> [PROBLEMS TO WORK ON]
1. Decide whether each statement agrees with the article on the Tibetan Buddhism documentary. Answer yes or no and quote the words that settle it. (a) Behl had entered earlier films in international film festivals. (b) The External Publicity Division of the External Affairs Ministry produced the film. (c) The film won Best Script Writer at the Bioscope Global Film Festival in Delhi.
2. Continue the article on the Tibetan Buddhism documentary, starting after its final sentence.

> [EXCERPT TO READ]
----------------------------------------
NEW DELHI: Indian Roots of Tibetan Buddhism by filmmaker and conservator Benoy K. Behl has won the Best Documentary Producer Award at the Madrid International Film Festival.
The film, produced by the External Publicity Division of the External Affairs Ministry, was in competition against around a 100 films from 50 countries.
An eminent art historian and filmmaker who began his career as a photographer, Behl has made 130 documentary films in the past but this is the first film that he has ever entered in an international film festival. The film has already won awards at the Bioscope Global Film Festival in Delhi where he won the Best Documentary Award and another in Noida where the film won the award of Best Script Writer.
Behl’s films are regularly screened in universities and museums around the world. They have also been screened on Doordarshan’s National and DD Bharati channels.
Another film made by Behl Yoga: An Ancient Vision of Life was screened in 50 countries on 21 June, World Yoga Day. His photographic exhibitions on Yoga were also held by Embassies and High Commissions of India in 20 countries around the world.
The Indian Roots of Tibetan Buddhism traces its history from the vast universities of Eastern India, which had hundreds of teachers and students who came from across India and from the many countries of Asia and Buddhist philosophy. The greatest of these was at Nalanda. The scholars of Nalanda made outstanding contributions to numerous fields of study. The many acharyas or great masters at Nalanda, authored hundreds of treatise in various fields; on philosophy, metaphysics, psychology, logic, medicine, astrology, arts, literature and other subjects.
----------------------------------------
> [MATERIAL SHOWN]
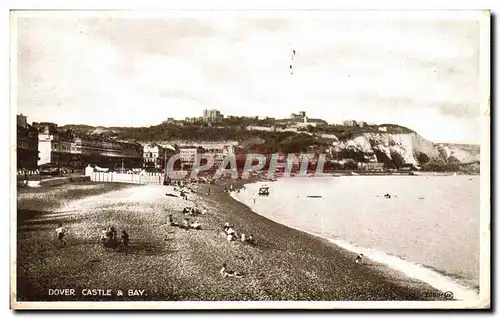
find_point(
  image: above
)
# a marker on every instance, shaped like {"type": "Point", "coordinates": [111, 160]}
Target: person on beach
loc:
{"type": "Point", "coordinates": [171, 221]}
{"type": "Point", "coordinates": [231, 234]}
{"type": "Point", "coordinates": [111, 241]}
{"type": "Point", "coordinates": [185, 224]}
{"type": "Point", "coordinates": [359, 259]}
{"type": "Point", "coordinates": [196, 225]}
{"type": "Point", "coordinates": [60, 231]}
{"type": "Point", "coordinates": [125, 238]}
{"type": "Point", "coordinates": [229, 273]}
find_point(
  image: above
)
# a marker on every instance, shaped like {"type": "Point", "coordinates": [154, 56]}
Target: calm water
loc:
{"type": "Point", "coordinates": [429, 220]}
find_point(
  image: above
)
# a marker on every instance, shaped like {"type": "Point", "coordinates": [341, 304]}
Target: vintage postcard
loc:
{"type": "Point", "coordinates": [250, 159]}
----------------------------------------
> [ANSWERS BY ITEM NUMBER]
1.
(a) No: "this is the first film that he has ever entered in an international film festival."
(b) Yes: "produced by the External Publicity Division of the External Affairs Ministry"
(c) No: "the Bioscope Global Film Festival in Delhi where he won the Best Documentary Award and another in Noida where the film won the award of Best Script Writer"

2.
The Dalai Lama said, “I really respect and appreciate, admire Christianity, Islam, different Hinduism, Jainism, Sikhism, and Judaism and so on. All these traditions have really brought immense benefit and hope to millions of people, in the last few thousand years, and still today and in the future also.”
There was no written script in Tibet till the 7th century. The acceptance of the Buddhist faith entailed the understanding of subtle philosophic concepts and profound commentaries. This transfer of knowledge would not have been possible without translating and writing it down. A very sophisticated language and a script capable of preserving this knowledge had to be formulated.
The Dalai Lama adds, “Tibetan script is very much a copy and very much similar to Sanskrit because it is based on one of the ancient Indian scripts.”
Once Buddhism reached Tibet, translations started. There was no vocabulary in Tibetan to translate Buddhist knowledge and traditions. New words were created. Therefore, eventually Sanskrit vocabulary or Sanskrit terminology and Tibetan terminology go exactly the same.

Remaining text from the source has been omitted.